TASK DESCRIPTION: Skip every picture and copy only the lines from the one containing "Can you see the red hood" to the final line of the records below.

Named object pointing entries
■ ■ ■ ■ ■ ■ ■
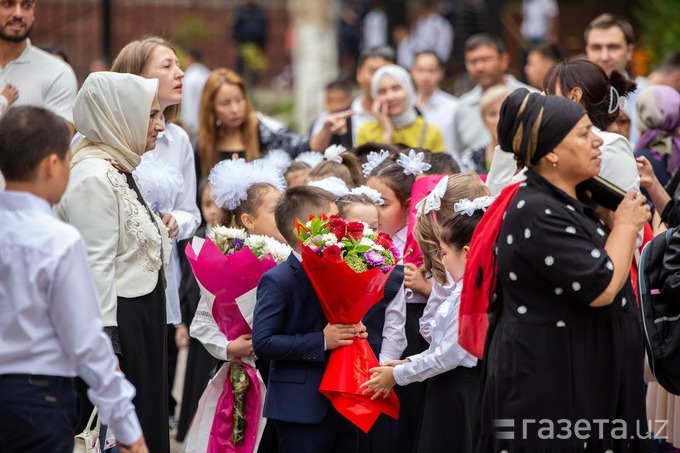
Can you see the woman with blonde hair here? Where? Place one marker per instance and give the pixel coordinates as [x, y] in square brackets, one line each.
[230, 128]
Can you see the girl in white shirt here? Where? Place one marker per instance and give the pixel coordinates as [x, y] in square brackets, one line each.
[450, 407]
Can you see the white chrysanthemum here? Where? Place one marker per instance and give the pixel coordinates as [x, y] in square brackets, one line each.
[366, 241]
[332, 153]
[229, 233]
[329, 239]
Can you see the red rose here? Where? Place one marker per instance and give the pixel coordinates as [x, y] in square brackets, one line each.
[338, 227]
[333, 253]
[384, 240]
[355, 229]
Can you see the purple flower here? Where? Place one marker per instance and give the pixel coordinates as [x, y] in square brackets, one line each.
[237, 245]
[395, 252]
[374, 259]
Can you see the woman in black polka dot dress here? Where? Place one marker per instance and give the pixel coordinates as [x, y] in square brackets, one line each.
[564, 354]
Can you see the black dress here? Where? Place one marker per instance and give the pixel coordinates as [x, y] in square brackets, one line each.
[551, 359]
[142, 332]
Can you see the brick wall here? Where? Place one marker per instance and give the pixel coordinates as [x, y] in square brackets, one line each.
[76, 27]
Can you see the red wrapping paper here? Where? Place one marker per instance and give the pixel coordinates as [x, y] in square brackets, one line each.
[345, 297]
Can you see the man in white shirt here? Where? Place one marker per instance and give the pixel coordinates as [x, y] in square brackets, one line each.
[51, 326]
[195, 76]
[431, 32]
[610, 42]
[40, 78]
[369, 61]
[487, 62]
[436, 106]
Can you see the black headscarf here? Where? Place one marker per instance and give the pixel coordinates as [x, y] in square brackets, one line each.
[532, 125]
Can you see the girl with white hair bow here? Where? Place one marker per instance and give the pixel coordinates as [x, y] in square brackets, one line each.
[397, 120]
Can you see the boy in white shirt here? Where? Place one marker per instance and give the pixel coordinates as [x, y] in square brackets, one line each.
[51, 327]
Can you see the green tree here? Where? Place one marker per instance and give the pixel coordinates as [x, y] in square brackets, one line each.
[659, 26]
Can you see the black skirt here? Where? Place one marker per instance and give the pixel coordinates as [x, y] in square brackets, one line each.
[142, 332]
[450, 412]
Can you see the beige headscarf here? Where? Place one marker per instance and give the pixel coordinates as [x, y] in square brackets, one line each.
[112, 111]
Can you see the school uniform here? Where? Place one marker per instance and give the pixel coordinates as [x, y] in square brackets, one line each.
[450, 405]
[288, 328]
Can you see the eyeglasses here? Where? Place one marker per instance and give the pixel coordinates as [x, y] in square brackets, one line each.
[25, 4]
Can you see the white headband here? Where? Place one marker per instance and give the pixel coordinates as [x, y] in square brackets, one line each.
[311, 158]
[373, 160]
[332, 184]
[413, 163]
[333, 152]
[468, 207]
[433, 200]
[370, 193]
[231, 179]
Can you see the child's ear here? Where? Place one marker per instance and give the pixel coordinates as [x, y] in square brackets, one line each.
[48, 166]
[407, 205]
[248, 221]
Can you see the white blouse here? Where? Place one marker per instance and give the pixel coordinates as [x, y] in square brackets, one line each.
[444, 353]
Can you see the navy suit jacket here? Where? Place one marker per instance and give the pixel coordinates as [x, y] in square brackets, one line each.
[288, 328]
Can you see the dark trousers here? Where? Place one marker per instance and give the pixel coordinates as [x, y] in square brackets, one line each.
[335, 434]
[37, 414]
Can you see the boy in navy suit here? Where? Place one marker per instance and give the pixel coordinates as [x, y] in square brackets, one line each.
[290, 330]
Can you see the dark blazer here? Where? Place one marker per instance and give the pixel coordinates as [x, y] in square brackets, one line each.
[288, 328]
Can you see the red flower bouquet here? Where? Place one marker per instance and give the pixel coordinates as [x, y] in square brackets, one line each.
[348, 265]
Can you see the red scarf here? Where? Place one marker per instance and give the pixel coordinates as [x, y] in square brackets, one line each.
[481, 272]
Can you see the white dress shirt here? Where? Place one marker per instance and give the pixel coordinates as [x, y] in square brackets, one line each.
[432, 32]
[360, 116]
[42, 80]
[374, 29]
[394, 331]
[192, 87]
[444, 353]
[437, 296]
[51, 322]
[471, 133]
[174, 149]
[440, 110]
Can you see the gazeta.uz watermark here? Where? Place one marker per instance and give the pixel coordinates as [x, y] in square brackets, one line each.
[547, 429]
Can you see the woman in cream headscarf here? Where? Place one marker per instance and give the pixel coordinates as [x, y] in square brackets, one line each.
[127, 244]
[397, 120]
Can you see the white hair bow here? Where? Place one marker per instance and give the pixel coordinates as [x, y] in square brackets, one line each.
[468, 207]
[413, 163]
[433, 200]
[370, 193]
[333, 152]
[331, 184]
[373, 160]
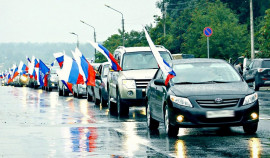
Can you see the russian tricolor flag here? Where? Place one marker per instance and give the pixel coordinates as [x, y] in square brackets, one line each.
[70, 71]
[115, 66]
[59, 58]
[22, 69]
[85, 66]
[164, 66]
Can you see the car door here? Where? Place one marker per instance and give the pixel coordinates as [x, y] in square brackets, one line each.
[158, 97]
[248, 73]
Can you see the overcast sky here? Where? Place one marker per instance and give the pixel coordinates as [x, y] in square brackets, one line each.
[52, 20]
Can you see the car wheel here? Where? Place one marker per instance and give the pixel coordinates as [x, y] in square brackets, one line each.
[151, 123]
[96, 101]
[60, 92]
[170, 129]
[102, 101]
[255, 85]
[122, 108]
[250, 128]
[111, 105]
[89, 98]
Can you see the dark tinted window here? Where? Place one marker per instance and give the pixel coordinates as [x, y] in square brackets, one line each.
[266, 64]
[142, 60]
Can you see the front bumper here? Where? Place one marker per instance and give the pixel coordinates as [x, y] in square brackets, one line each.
[196, 117]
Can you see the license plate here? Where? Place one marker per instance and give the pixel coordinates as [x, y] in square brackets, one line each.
[219, 114]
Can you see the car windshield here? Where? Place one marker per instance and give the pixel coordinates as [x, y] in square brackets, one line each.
[142, 60]
[266, 64]
[205, 73]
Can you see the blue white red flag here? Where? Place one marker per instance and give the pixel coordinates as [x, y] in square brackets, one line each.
[22, 69]
[86, 67]
[164, 66]
[59, 58]
[27, 58]
[43, 69]
[70, 71]
[115, 66]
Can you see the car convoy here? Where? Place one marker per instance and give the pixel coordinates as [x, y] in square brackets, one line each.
[204, 93]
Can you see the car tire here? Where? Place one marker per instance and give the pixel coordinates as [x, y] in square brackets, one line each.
[111, 105]
[60, 92]
[102, 101]
[171, 130]
[250, 128]
[255, 85]
[151, 123]
[122, 108]
[89, 98]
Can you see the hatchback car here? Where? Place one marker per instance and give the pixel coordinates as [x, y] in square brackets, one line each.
[258, 73]
[204, 93]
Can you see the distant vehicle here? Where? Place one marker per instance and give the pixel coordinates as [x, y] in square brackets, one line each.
[89, 89]
[182, 56]
[204, 93]
[100, 93]
[258, 73]
[244, 60]
[62, 89]
[52, 78]
[127, 88]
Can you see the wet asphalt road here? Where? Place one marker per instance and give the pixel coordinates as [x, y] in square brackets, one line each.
[36, 123]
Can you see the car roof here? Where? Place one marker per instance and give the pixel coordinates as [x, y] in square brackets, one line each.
[196, 60]
[141, 49]
[262, 59]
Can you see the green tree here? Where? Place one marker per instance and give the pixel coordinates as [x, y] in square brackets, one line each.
[264, 36]
[228, 40]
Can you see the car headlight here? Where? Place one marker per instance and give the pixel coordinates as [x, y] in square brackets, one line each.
[129, 84]
[181, 101]
[250, 98]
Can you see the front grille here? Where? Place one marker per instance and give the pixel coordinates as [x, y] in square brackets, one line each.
[142, 83]
[212, 104]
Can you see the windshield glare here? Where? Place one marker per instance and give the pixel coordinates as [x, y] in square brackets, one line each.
[205, 72]
[142, 60]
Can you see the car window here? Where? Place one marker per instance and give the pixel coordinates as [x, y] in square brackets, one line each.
[256, 64]
[205, 72]
[158, 74]
[266, 64]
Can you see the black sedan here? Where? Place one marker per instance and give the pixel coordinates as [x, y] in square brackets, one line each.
[204, 93]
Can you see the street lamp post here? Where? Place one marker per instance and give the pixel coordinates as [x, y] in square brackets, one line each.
[77, 38]
[94, 35]
[123, 29]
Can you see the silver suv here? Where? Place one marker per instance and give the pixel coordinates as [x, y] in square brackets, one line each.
[127, 87]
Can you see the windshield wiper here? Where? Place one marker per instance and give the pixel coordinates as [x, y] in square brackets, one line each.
[206, 82]
[187, 83]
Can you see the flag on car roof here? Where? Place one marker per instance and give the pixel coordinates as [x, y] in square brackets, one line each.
[115, 66]
[22, 69]
[86, 67]
[43, 69]
[70, 71]
[59, 58]
[164, 66]
[27, 58]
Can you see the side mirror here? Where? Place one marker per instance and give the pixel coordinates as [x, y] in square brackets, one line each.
[159, 82]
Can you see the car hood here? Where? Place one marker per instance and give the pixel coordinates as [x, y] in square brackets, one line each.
[187, 90]
[139, 74]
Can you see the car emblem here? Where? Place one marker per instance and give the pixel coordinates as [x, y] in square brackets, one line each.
[218, 100]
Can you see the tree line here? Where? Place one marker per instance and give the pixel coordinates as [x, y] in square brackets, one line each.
[180, 28]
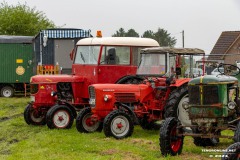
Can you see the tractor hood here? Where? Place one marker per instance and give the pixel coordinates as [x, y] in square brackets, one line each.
[213, 79]
[56, 78]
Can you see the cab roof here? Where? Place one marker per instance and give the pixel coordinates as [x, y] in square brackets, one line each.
[183, 51]
[119, 41]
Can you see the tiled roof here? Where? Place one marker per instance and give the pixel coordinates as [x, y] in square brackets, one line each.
[224, 42]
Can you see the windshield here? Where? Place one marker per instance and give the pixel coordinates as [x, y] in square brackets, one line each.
[87, 55]
[152, 64]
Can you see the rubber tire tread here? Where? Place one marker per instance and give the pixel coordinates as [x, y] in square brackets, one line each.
[50, 115]
[107, 124]
[79, 118]
[165, 136]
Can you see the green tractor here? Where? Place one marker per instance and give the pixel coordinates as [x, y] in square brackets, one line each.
[213, 106]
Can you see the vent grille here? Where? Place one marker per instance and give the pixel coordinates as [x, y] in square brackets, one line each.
[125, 97]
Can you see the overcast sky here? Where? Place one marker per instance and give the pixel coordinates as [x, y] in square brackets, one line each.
[202, 20]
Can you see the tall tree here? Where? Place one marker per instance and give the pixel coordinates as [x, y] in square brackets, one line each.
[22, 20]
[120, 33]
[164, 38]
[131, 33]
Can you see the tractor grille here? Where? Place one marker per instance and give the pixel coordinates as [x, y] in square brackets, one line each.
[33, 88]
[125, 97]
[194, 94]
[209, 95]
[91, 91]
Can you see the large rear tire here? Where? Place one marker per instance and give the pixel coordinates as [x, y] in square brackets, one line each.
[59, 116]
[31, 116]
[118, 124]
[85, 124]
[170, 142]
[232, 152]
[174, 106]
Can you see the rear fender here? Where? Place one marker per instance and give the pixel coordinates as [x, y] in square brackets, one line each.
[180, 82]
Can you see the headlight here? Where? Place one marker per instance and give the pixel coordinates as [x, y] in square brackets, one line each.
[92, 101]
[32, 98]
[107, 98]
[232, 105]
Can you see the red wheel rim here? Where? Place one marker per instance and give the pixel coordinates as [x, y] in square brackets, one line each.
[175, 141]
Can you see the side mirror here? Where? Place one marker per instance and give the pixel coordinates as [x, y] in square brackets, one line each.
[178, 71]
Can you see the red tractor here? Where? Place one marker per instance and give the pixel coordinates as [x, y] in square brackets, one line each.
[56, 98]
[117, 107]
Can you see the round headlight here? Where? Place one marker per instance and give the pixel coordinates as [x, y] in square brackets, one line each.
[232, 105]
[106, 98]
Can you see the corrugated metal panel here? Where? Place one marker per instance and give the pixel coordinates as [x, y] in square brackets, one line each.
[16, 39]
[15, 66]
[66, 33]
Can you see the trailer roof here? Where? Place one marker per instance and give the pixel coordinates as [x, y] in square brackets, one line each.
[184, 51]
[16, 39]
[119, 41]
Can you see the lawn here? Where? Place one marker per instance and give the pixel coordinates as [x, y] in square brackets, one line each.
[19, 141]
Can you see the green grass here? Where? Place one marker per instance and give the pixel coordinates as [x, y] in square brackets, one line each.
[22, 142]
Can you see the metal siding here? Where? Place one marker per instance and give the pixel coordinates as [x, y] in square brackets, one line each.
[9, 53]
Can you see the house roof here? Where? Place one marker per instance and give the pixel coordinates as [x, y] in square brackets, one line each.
[223, 44]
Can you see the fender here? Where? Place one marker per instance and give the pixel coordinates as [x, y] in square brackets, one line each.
[135, 119]
[180, 82]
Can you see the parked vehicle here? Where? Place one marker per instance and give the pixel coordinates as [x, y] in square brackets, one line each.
[16, 68]
[213, 106]
[117, 107]
[217, 71]
[195, 72]
[56, 98]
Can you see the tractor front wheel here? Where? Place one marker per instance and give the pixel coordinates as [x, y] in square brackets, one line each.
[118, 124]
[34, 117]
[59, 116]
[84, 122]
[232, 152]
[170, 142]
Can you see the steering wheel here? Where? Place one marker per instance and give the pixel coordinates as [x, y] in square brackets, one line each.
[228, 69]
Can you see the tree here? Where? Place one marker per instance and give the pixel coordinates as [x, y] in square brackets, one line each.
[131, 33]
[164, 38]
[22, 20]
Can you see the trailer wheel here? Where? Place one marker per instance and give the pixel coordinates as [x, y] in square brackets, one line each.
[84, 122]
[118, 124]
[31, 116]
[59, 116]
[232, 152]
[174, 106]
[7, 91]
[236, 137]
[170, 143]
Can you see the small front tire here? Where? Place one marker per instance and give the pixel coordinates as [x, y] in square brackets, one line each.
[118, 124]
[84, 122]
[59, 116]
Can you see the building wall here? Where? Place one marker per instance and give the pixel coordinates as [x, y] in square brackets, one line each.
[235, 49]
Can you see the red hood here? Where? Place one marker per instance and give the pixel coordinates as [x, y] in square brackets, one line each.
[56, 78]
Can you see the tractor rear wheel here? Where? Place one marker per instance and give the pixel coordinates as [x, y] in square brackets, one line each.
[236, 137]
[31, 116]
[170, 142]
[118, 124]
[174, 106]
[233, 152]
[84, 122]
[59, 116]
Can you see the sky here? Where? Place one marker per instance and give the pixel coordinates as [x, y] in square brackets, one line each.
[203, 21]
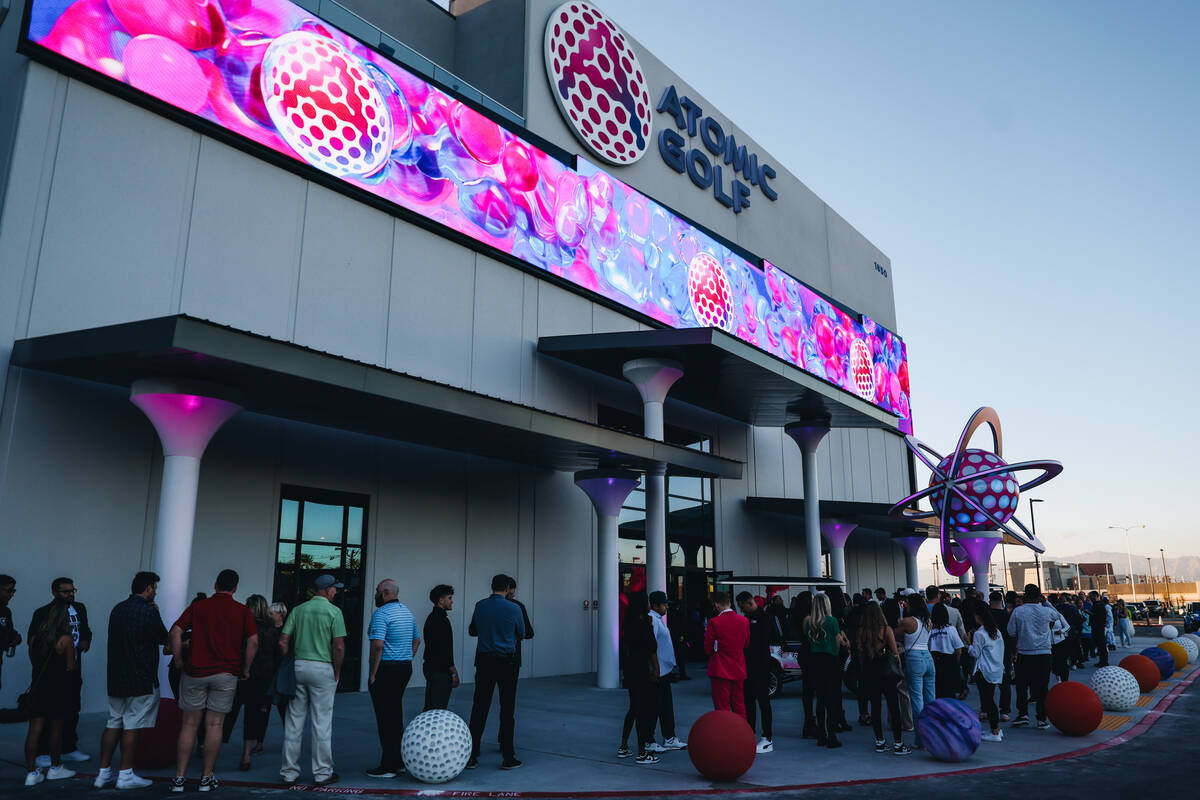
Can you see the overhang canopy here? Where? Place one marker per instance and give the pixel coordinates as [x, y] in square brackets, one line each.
■ ■ ■ ■ ■ ■ ■
FULL RESPONSE:
Can you see the red hood here? Where? Place one marker per instance and give the pixel coordinates as [x, y] in square brackets, one line each.
[56, 78]
Can you see the tractor rear wheel here? Where? Place one marker per instance and give the pixel coordinates as [x, y] in square brackets, one line each.
[236, 137]
[31, 116]
[170, 142]
[118, 124]
[174, 106]
[233, 152]
[84, 122]
[59, 116]
Can you see the sky here? Where? Place one marker per instance and give the pixel coordinates as [x, y] in square brackets, one line each.
[203, 21]
Can you see the overhang canopy here? Where? Place one marker per instance and give the pixel coordinates as [x, y] in square brackets, one line each.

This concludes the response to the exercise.